***** Material for this task *****

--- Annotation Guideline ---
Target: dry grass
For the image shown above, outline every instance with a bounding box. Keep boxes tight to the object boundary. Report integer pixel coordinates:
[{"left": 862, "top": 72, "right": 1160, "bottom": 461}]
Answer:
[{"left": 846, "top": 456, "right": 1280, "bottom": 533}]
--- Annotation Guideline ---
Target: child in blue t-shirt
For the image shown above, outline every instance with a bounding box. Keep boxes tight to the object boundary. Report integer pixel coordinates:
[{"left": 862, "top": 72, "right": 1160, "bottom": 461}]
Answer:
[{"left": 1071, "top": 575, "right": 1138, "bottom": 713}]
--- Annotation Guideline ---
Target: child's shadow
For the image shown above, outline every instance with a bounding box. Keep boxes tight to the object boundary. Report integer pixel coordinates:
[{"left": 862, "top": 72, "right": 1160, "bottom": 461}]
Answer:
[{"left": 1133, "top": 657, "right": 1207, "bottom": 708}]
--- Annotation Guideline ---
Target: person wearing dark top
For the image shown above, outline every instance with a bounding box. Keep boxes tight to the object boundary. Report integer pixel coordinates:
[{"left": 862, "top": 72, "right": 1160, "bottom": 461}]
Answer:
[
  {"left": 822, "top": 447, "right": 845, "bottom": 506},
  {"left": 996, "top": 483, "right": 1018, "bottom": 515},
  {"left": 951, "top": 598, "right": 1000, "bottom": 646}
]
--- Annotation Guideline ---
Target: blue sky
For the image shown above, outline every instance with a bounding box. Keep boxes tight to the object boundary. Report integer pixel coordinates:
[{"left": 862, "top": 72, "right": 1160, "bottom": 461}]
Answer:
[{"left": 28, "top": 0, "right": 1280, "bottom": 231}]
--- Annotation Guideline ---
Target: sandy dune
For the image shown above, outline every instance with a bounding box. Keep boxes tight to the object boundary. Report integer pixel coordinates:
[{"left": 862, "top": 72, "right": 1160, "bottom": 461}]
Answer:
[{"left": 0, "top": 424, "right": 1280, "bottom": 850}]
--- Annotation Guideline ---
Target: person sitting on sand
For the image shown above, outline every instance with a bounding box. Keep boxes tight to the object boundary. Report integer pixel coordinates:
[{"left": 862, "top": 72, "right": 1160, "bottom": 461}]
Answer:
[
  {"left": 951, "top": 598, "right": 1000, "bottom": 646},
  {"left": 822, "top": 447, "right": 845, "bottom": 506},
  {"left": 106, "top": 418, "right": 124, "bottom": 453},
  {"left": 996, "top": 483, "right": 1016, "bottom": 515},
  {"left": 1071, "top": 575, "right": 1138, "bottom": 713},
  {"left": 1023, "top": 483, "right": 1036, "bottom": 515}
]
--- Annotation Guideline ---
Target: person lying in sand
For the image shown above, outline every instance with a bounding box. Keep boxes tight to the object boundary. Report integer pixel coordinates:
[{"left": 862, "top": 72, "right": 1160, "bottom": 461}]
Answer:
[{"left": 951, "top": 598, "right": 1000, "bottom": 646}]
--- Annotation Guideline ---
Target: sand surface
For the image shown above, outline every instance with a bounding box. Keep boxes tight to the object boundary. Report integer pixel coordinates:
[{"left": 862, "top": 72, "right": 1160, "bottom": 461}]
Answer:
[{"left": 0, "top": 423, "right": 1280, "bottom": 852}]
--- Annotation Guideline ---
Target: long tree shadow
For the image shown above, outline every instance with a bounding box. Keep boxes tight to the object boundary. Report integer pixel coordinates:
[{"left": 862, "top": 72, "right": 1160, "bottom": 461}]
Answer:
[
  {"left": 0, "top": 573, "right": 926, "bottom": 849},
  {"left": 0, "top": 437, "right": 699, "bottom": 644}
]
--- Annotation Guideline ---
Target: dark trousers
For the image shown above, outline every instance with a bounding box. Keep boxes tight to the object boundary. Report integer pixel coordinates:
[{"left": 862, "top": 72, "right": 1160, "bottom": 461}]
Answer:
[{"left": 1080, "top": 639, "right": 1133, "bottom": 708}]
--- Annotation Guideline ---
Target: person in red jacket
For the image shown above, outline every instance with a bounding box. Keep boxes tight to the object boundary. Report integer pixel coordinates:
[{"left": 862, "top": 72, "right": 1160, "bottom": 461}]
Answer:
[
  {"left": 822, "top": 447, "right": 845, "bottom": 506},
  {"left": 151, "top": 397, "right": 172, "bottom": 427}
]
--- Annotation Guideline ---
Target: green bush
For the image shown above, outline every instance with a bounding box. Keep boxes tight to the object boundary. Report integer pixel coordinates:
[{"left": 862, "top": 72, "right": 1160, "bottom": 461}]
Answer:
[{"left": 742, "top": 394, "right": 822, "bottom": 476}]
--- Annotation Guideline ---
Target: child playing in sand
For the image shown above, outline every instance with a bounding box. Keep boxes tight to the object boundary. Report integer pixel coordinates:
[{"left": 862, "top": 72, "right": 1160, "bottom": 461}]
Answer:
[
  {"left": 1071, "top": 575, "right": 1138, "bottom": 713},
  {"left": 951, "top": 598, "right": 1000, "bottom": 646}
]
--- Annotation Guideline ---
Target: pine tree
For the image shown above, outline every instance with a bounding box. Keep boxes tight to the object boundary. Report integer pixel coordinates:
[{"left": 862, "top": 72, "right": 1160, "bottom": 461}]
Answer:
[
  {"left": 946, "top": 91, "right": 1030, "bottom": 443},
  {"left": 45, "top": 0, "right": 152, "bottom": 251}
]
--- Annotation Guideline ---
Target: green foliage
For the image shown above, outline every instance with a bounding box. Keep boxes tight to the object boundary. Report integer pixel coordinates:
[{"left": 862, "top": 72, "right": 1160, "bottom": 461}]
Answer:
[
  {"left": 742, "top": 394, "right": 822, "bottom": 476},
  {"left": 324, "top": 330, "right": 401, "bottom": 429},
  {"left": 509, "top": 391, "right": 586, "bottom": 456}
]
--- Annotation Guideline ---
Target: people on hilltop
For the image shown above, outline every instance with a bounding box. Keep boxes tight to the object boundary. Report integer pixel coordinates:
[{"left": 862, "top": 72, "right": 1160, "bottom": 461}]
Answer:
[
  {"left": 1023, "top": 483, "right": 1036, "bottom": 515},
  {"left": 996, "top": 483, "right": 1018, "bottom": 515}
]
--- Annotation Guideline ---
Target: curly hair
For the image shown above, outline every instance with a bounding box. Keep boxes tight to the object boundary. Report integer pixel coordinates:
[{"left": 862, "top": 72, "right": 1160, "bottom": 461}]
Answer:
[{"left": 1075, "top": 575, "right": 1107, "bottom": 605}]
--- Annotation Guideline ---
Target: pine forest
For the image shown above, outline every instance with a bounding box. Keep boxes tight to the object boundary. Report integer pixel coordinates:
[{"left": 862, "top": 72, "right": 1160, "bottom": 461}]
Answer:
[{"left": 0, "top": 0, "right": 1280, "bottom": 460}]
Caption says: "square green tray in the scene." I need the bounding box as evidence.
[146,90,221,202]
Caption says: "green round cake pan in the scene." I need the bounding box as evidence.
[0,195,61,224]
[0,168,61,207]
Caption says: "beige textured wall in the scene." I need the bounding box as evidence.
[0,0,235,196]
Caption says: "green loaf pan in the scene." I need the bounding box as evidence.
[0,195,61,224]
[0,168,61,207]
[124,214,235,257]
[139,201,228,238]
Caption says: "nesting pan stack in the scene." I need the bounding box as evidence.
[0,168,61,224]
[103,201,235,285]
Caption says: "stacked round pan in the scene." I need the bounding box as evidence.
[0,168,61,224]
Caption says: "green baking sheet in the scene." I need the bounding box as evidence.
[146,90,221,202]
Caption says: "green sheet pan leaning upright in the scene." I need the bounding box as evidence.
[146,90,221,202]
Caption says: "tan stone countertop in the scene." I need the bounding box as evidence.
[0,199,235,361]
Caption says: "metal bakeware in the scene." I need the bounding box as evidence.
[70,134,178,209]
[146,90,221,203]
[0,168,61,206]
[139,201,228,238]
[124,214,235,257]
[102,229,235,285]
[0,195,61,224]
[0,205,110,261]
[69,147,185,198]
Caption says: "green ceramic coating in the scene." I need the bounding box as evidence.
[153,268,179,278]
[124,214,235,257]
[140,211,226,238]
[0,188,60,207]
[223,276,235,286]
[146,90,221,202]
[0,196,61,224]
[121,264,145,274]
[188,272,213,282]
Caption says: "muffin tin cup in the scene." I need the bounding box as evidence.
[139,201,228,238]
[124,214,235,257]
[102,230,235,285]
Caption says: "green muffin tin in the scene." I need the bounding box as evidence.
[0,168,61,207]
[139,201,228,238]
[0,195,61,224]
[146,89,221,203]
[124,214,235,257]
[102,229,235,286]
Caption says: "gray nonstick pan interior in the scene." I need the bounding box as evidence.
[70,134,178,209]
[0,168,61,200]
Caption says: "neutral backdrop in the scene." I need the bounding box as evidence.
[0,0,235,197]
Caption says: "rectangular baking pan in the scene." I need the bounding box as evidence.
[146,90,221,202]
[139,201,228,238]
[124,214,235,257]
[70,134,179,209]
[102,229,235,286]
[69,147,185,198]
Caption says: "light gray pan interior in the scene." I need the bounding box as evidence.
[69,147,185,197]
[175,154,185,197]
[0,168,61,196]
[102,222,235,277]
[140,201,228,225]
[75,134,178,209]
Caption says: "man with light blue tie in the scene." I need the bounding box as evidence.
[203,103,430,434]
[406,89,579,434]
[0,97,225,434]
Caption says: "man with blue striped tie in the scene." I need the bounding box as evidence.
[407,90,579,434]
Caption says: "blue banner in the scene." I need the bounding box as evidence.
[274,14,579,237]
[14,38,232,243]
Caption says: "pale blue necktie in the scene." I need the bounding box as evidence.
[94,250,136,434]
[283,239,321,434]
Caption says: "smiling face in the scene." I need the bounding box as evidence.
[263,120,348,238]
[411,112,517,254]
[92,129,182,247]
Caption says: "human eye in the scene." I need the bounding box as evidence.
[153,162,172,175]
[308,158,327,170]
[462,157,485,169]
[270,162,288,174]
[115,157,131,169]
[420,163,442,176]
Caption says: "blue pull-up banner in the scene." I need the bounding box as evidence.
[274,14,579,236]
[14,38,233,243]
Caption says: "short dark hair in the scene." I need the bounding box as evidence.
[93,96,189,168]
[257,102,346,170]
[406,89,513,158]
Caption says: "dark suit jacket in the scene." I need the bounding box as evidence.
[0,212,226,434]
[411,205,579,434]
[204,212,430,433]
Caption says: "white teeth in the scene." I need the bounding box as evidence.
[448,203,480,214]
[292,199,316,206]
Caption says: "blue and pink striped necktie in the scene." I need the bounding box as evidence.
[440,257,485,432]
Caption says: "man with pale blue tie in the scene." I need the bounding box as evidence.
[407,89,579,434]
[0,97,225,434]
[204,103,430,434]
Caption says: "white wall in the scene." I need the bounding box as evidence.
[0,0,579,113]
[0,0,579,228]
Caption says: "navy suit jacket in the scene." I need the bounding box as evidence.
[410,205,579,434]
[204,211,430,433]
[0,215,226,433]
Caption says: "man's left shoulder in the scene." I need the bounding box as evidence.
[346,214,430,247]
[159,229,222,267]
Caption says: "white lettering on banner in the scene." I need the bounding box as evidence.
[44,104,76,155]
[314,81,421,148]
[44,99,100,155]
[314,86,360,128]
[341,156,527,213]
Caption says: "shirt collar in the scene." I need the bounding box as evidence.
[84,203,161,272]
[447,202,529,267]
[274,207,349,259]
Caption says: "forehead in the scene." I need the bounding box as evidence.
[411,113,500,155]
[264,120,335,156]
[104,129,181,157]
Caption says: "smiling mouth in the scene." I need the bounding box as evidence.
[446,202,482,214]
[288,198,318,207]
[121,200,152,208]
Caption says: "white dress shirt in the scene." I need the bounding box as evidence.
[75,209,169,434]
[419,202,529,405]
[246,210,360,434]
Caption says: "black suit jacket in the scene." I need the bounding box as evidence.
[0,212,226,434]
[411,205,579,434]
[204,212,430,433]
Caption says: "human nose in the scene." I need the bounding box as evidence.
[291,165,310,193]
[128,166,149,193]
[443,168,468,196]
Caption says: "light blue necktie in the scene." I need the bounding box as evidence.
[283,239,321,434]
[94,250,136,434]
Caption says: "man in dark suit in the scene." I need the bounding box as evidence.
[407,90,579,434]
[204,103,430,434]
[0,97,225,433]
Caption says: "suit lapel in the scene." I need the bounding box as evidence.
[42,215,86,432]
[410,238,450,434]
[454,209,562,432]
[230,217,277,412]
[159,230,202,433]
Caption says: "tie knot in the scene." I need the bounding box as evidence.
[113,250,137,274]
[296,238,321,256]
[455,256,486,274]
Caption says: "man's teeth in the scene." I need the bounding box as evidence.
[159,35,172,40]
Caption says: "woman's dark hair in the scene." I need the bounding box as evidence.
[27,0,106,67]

*****

> _Written instruction_: Please turn the lines of the rows above into a JSON list of strings, one string per line with blank lines omitted. Start with the line containing "backdrop in the" and go through the line containing "[14,38,233,243]", including both.

> _Complete output_:
[
  "Caption says: \"neutral backdrop in the scene.\" I need the bounding box as evidence.",
  "[0,0,235,197]",
  "Caption says: \"rectangular baking pan in the scene.\" I need the bounding box as evidence.",
  "[146,90,221,202]",
  "[139,201,228,238]",
  "[124,214,235,257]",
  "[70,134,179,209]",
  "[102,229,235,286]",
  "[69,147,185,198]",
  "Caption says: \"light gray pan interior in the scene.\" I need the bounding box as evidence.",
  "[69,147,185,197]",
  "[175,154,185,197]",
  "[0,168,61,196]",
  "[102,222,235,277]",
  "[140,201,228,225]",
  "[75,134,178,209]",
  "Caption says: \"man with light blue tie in the scene.\" I need the bounding box as evidence.",
  "[203,103,430,434]",
  "[406,89,579,434]",
  "[0,97,225,434]",
  "Caption says: \"man with blue striped tie in the scene.\" I need the bounding box as evidence.",
  "[407,90,579,434]",
  "Caption says: \"blue banner in the scene.\" I need the bounding box as evidence.",
  "[274,14,579,237]",
  "[14,38,232,243]",
  "Caption says: \"pale blue necktie in the scene.\" I need the bounding box as evidence.",
  "[94,250,136,434]",
  "[283,239,321,434]",
  "Caption says: \"smiling face in the scene.\" I need the bounding box as evidence.",
  "[263,120,348,238]",
  "[411,112,517,254]",
  "[92,129,182,247]",
  "Caption says: \"human eye in the scene.\" I need the bounding box as evidence.",
  "[153,162,172,175]",
  "[308,158,327,170]",
  "[462,157,485,169]",
  "[270,162,288,174]",
  "[115,157,131,169]",
  "[420,163,442,176]",
  "Caption says: \"blue pull-up banner in the scene.\" I need the bounding box as evidence.",
  "[274,14,579,236]",
  "[14,38,233,243]"
]